GIVEN PASSAGE:
For this year’s edition of Art Basel, Lehmann Maupin will present works by artists Kader Attia, Ashley Bickerton, Mary Corse, Roberto Cuoghi, Kim Guiline, Nicholas Hlobo, Shirazeh Houshiary, Lee Bul, Liu Wei, Liza Lou, Angel Otero, Robin Rhode, David Salle, Do Ho Suh, Mickalene Thomas, and Erwin Wurm.
About Lehmann Maupin
Founded in 1996 by partners Rachel Lehmann and David Maupin, Lehmann Maupin has fostered the careers of a diverse group of internationally renowned artists, both emerging and established, working in multiple disciplines and across varied media. With three locations—two in New York and one in Hong Kong—the gallery represents artists from the United States, Europe, Asia, South America, Africa, and the Middle East. Known for championing artists who create groundbreaking and challenging forms of visual expression, Lehmann Maupin presents work highlighting personal investigations and individual narratives through conceptual approaches that often address such issues as gender, class, religion, history, politics, and globalism.
Art Basel Unlimited
Comprised of a limited-edition video and installation, Mickalene Thomas’ Do I Look Like a Lady? (Comedians and Singers) collages together clips of female comedians and singers, shifting across the screen in an unpredictable, ever-changing pattern. Among the performers featured are Josephine Baker, Jackie "Moms" Mabley, Wanda Sykes, and Whitney Houston. The 12-minute, two-channel video presents a piercing, moving, and at times uproarious portrait of the diverse expressions of womanhood, building on Thomas' ongoing reconsideration of black female identity.
The immersive installation is meant to function as a space for viewers to experience inclusion, contemplation, and initiate communication. Furnishings are upholstered in brightly colored, vintage pattern fabrics, recalling Thomas' childhood surroundings and her familial textiles. Woven into the layout, are faux plants and carefully curated stacks of books, from past and present, relating to feminism and African American culture. This work highlights the artist's increasing focus on private, domestic spaces and their relation to a broader cultural framework.
The works have been included in Thomas’ solo exhibitions at the Aspen Art Museum, CO; The Museum of Contemporary Art, Los Angeles, CA; and Spelman College Museum of Fine Art, Atlanta, GA.
About Art Basel Unlimited
Curated by New York-based curator Gianni Jetzer, Unlimited is Art Basel’s pioneering exhibition platform for projects that transcend the classical art-show stand, including massive sculpture and paintings, video projections, large-scale installations, and live performances.

INFORMATION GIVEN:
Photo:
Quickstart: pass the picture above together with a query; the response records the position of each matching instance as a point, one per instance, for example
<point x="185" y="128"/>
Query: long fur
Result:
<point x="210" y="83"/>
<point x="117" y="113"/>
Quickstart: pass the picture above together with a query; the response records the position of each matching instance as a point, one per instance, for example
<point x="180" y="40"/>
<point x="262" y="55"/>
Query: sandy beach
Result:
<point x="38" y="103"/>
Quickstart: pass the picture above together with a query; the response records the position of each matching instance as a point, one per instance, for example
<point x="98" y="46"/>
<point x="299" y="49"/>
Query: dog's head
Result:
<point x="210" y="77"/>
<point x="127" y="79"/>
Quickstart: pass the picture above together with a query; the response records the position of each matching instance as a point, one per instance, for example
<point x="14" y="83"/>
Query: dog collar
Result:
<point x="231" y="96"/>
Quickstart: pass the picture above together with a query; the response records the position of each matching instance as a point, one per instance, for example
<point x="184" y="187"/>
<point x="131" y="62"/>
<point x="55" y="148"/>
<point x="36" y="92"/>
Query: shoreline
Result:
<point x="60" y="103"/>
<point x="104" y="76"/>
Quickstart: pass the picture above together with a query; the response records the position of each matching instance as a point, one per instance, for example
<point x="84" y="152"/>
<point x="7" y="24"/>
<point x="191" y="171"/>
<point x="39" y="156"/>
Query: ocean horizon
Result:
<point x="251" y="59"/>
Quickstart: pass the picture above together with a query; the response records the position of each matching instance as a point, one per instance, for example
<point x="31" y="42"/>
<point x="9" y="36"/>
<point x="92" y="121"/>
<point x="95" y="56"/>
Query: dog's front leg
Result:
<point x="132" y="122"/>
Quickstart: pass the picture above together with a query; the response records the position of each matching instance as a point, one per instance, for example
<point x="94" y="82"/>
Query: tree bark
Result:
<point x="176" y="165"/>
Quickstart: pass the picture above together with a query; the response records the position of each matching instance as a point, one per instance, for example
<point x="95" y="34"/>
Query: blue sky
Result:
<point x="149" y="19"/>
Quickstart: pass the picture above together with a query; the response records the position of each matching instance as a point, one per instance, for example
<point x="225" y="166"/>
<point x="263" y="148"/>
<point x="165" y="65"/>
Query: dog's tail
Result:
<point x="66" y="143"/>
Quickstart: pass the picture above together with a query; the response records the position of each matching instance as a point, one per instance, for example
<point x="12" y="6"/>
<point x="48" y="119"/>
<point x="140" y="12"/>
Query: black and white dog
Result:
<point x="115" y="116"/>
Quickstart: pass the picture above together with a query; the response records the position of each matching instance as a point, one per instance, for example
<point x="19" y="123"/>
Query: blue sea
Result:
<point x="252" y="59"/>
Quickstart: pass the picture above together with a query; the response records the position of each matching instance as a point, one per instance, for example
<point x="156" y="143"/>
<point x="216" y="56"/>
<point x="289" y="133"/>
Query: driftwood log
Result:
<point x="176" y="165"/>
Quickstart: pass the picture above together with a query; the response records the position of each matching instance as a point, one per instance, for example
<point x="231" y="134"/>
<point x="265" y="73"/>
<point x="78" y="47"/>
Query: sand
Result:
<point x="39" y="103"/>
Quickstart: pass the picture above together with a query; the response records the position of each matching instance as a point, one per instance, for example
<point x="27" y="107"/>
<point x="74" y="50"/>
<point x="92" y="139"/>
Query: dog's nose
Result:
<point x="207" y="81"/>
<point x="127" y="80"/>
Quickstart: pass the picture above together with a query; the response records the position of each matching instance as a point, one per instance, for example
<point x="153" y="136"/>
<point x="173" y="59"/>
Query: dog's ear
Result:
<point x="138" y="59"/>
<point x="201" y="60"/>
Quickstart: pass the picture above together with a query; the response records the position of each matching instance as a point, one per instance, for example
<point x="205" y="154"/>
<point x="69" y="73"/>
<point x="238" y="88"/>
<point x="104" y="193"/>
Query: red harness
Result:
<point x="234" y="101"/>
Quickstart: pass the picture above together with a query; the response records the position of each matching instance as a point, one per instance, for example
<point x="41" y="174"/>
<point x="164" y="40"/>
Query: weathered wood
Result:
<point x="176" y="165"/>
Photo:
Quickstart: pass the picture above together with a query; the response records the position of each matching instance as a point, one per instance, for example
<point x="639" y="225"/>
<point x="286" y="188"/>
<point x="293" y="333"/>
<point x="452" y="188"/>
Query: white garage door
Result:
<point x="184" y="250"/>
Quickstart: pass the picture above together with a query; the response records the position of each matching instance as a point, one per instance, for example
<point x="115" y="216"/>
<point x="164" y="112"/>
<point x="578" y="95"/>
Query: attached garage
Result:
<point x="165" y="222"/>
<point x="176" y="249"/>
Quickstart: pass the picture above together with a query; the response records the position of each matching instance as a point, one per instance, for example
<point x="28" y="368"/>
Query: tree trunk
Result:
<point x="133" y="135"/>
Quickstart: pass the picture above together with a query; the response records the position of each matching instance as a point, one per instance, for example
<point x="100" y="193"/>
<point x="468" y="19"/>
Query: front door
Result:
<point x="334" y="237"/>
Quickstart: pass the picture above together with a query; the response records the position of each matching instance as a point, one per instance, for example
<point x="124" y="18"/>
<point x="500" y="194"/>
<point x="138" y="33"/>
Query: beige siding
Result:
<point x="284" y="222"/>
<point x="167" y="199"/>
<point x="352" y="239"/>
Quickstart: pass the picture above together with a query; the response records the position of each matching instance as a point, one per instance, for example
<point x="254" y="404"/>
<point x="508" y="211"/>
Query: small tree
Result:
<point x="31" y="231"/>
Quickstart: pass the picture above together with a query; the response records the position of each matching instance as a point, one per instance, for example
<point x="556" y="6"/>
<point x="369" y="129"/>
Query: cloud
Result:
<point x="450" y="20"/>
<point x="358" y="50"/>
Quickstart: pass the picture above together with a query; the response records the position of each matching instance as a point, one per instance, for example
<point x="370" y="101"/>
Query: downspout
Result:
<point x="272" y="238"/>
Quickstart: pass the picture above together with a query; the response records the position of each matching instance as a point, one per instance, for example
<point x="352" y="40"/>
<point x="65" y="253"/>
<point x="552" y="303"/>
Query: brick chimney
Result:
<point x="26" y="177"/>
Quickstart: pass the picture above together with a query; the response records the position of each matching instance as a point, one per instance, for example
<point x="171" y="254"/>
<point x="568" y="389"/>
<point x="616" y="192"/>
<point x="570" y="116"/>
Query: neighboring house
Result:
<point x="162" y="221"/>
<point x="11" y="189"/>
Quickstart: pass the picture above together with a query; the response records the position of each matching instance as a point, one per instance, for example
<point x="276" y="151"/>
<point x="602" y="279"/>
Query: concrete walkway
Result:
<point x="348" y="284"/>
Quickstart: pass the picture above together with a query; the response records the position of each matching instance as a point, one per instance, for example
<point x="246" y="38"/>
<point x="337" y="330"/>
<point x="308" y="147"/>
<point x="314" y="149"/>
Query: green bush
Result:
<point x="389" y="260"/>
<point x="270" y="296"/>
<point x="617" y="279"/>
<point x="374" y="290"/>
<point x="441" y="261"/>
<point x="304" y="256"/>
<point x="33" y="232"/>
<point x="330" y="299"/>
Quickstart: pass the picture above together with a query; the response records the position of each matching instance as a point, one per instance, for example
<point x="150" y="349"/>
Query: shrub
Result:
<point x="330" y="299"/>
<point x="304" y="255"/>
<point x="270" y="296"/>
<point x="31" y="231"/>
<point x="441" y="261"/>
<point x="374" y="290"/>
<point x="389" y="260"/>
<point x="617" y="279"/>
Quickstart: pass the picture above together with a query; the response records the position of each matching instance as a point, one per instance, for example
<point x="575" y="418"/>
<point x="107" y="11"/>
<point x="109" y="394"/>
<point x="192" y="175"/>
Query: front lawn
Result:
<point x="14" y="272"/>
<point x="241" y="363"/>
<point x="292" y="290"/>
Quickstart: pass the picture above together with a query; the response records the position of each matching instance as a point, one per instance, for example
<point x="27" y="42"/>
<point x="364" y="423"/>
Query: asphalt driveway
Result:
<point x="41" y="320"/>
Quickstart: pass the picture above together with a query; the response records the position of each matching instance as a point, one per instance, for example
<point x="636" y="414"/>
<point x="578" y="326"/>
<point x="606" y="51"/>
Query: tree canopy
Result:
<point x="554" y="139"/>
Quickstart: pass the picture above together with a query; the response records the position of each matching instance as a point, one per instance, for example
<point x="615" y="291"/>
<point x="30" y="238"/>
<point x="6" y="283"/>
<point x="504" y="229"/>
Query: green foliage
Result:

ACTION ITEM A:
Translate this sentence from the Art Basel passage into Spanish: "Furnishings are upholstered in brightly colored, vintage pattern fabrics, recalling Thomas' childhood surroundings and her familial textiles."
ACTION ITEM B:
According to the Art Basel passage, how long is Mickalene Thomas's two-channel video?
ACTION ITEM C:
Carry on the Art Basel passage from its final sentence.

WRITTEN RESPONSE A:
Los muebles están tapizados con telas de estampados vintage de colores vivos, que evocan el entorno de la infancia de Thomas y los textiles de su familia.

WRITTEN RESPONSE B:
12 minutes.

WRITTEN RESPONSE C:
Art Basel Short Film Program
Kader Attia’s film Reflecting Memory (2016) is included in the Art Basel Short Film Program "Phantom Limb", which refers metaphorically to the medical phenomenon of phantom pain: a nervous disorder in which the brain reacts to the removal of a body part by continuing to send pain signals. A so-called phantom limb continues to cause pain even after amputation. Reflecting Memory explores ideas of repair from both physical and emotional war and trauma—it’s one of his strongest works and all the more relevant in today's political landscape. In the film, Attia interviews a range of subjects from surgeons who specialize in prosthetic limbs to religious historians and medical experts who discuss the psychological scars caused by centuries of religious and political strife. Attia arranges his subjects in different scenarios--praying in church, eating a meal--with a mirror bisecting their body. The mirror reflects directly onto the person but also symbolizes those things, which cannot be separated from people's lives such as religion and heritage. The poetic film serves as a monument to that which is no longer there physically but lives on in memory.
For Robin Rhode's Performa 15 commission, the artist transformed Austrian composer Arnold Schönberg's atonal opera Erwartung to reflect the experiences of women who have been separated interminably from their husbands by the migrant labor system, political exile, activism and/or imprisonment. Composed in 1909, Erwartung tells a melancholy story of love, loss, and longing that takes the form of a one-act monodrama. Rhode’s performance grounds these complex, universal emotions to the particular social and cultural trauma of South African racial politics and migrant labor. Set in New York City’s Times Square, the intimate one-person show is scaled to dramatic proportions within this most public of settings, giving a candid and global voice to this cause; a woman’s anguish explodes on the streets of New York as an operatic monument to lamentation. Erwartung invites us inside an encounter of pain and perseverance. Staged on a set based on the original designs sketched by Schönberg in 1909, Rhode's mise-en-scène draws threads between the past and present versions of this performance.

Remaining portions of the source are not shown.